#### Prompt A
Please return everything in the crossword review from "First, the good: the" down to "from hell indeed.".

===== Provided passage =====

First, the good: the BELOW / ABOVE thing is a nice extra touch, even if there is no referent (i.e. below what? above what? ... I don't think of BELOW and ABOVE as "locations," exactly, but ... close enough for government work). Also, "PENNIES FROM HELL" is genuinely funny for many reasons, not least of which is that pennies are the worst. From heaven, sure, during the Depression you might think that. But now, from hell indeed.

Now the less good: the theme was a non-starter for me because "HIGHWAY TO HEAVEN" is a thing. A known, popular thing. So there is nothing funny there, because it was the name of an exceedingly unfunny, tremendously earnest, religious drama starring Michael Landon. For these theme answers to work, they have to surprise by being new and unexpected, odd, strange, funny ... "HIGHWAY TO HEAVEN" is none of these. Then there's the fill, which is pretty dire. When I wasn't choking on crosswordese (and really tired crosswordese too, like AMAH [Asian nurse] and AER), I was enduring an onslaught of gridingly bland fill. Lots of 3s and 4s, and nothing longer than a couple of boring 7s. You could smell the mothballs on this one. So there's a cute core concept, and a nice added dimension with BELOW / ABOVE, but overall, not a predominantly pleasant experience.

  • 14A: 1998 BP acquisition (AMOCO) — Off the "A"; 5-letter gas company, not hard.
  • 21A: Outdated tape format (VHS) — I kind of miss these. I'm having a hard time throwing mine out, even though I got rid of my VCR years ago. I tend to have pointless nostalgia for bygone formats. I own (and even use) a manual typewriter. I just got my first so-called "smartphone" today. (I have no nostalgia for my dumbphone, though; I'm taking a rock to that thing)
  • 4D: Newspaperman Adolph (OCHS) — he's like LOEW (31D: MGM founder) and yesterday's ICAHN. Or that guy you don't really know but he's at half the parties you go to so you somehow learned his name. That guy.
  • 32D: Discontinued Swedish car (SAAB) — hand to god, I had no idea these were "discontinued." Crossworld should've had a funeral. I think being bygone actually *elevates* your status in the Crosswordese Pantheon.
  • 36D: Old philosophers' place (STOA) — the whole puzzle felt about as fresh and entertaining as this answer.
  • 37D: Pants part that gets a lot of wear (SEAT) — the SEAT is not the part of the pants I associate with "wear." I've had pants give out or fray in a number of places; not there.

===== Material supplied =====

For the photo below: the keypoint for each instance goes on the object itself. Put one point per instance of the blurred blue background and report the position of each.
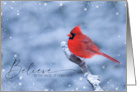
(33, 30)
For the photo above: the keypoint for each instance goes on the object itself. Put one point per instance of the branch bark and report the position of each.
(92, 79)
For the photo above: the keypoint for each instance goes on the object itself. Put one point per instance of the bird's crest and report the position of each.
(76, 30)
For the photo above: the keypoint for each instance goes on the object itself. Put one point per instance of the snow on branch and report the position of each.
(92, 79)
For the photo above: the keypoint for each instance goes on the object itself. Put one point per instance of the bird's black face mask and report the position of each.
(73, 35)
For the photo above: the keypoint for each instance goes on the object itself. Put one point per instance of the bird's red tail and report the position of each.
(110, 58)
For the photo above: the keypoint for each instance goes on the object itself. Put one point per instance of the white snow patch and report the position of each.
(15, 55)
(85, 9)
(61, 4)
(117, 13)
(45, 4)
(20, 84)
(80, 78)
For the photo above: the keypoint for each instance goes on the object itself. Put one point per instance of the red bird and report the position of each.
(82, 46)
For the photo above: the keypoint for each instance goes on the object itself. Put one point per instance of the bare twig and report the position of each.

=====

#### Prompt B
Retype the entries above, everything from the line containing "crest and report the position of each." down to the end of the entries.

#### Finished answer A
First, the good: the BELOW / ABOVE thing is a nice extra touch, even if there is no referent (i.e. below what? above what? ... I don't think of BELOW and ABOVE as "locations," exactly, but ... close enough for government work). Also, "PENNIES FROM HELL" is genuinely funny for many reasons, not least of which is that pennies are the worst. From heaven, sure, during the Depression you might think that. But now, from hell indeed.

#### Finished answer B
For the photo above: the keypoint for each instance goes on the object itself. Put one point per instance of the bird's crest and report the position of each.
(76, 30)
For the photo above: the keypoint for each instance goes on the object itself. Put one point per instance of the snow on branch and report the position of each.
(92, 79)
For the photo above: the keypoint for each instance goes on the object itself. Put one point per instance of the bird's black face mask and report the position of each.
(73, 35)
For the photo above: the keypoint for each instance goes on the object itself. Put one point per instance of the bird's red tail and report the position of each.
(110, 58)
For the photo above: the keypoint for each instance goes on the object itself. Put one point per instance of the white snow patch and report the position of each.
(15, 55)
(85, 9)
(61, 4)
(117, 13)
(45, 4)
(20, 84)
(80, 78)
For the photo above: the keypoint for each instance goes on the object itself. Put one point per instance of the red bird and report the position of each.
(82, 46)
For the photo above: the keypoint for each instance goes on the object itself. Put one point per instance of the bare twig and report the position of each.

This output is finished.